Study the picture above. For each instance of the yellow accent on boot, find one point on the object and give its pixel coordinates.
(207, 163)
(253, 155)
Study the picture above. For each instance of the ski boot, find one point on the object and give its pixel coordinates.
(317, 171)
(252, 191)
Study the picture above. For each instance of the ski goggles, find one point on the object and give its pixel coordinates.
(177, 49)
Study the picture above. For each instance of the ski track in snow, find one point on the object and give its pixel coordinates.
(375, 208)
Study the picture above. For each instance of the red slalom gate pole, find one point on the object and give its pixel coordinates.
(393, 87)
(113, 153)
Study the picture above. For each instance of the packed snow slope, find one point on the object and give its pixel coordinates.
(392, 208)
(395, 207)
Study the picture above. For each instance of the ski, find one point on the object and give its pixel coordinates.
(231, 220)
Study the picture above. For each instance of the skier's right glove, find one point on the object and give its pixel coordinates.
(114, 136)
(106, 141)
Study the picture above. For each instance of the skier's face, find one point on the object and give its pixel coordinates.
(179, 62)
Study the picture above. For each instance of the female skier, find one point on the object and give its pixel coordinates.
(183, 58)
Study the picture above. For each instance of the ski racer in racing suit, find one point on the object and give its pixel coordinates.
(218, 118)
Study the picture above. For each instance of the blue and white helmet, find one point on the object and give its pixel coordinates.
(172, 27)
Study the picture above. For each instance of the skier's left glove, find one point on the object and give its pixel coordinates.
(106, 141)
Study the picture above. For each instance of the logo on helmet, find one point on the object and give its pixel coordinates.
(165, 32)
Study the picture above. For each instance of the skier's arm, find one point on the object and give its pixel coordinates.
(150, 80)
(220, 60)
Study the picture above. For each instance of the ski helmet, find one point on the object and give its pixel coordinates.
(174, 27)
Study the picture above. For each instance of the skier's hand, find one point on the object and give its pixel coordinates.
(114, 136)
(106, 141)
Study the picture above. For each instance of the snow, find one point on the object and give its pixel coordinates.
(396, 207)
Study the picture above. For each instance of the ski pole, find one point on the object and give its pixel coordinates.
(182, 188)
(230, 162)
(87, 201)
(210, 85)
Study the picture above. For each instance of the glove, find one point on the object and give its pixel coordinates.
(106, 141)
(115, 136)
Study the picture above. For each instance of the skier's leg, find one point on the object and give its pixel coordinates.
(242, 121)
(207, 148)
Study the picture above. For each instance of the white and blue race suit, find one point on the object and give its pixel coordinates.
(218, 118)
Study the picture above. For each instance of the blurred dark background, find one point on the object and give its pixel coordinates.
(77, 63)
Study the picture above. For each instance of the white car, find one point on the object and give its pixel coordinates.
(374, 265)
———
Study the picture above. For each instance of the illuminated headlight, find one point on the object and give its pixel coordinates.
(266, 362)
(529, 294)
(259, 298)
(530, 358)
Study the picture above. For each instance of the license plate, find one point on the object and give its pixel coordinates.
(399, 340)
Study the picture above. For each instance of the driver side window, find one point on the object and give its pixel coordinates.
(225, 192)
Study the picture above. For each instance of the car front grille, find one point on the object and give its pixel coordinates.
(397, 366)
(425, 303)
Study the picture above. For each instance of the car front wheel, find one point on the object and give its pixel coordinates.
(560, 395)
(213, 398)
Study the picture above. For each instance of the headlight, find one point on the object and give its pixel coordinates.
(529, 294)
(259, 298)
———
■ Exercise instructions ■
Find every row above that contains the word "suit" and copy each one out in full.

■ Answer to the task ■
Study the picture above. For each instance of the ski racer in racing suit, find one point on the object and give its pixel coordinates.
Study the picture above. For each instance of the white and blue race suit, find one point on the object and give its pixel coordinates.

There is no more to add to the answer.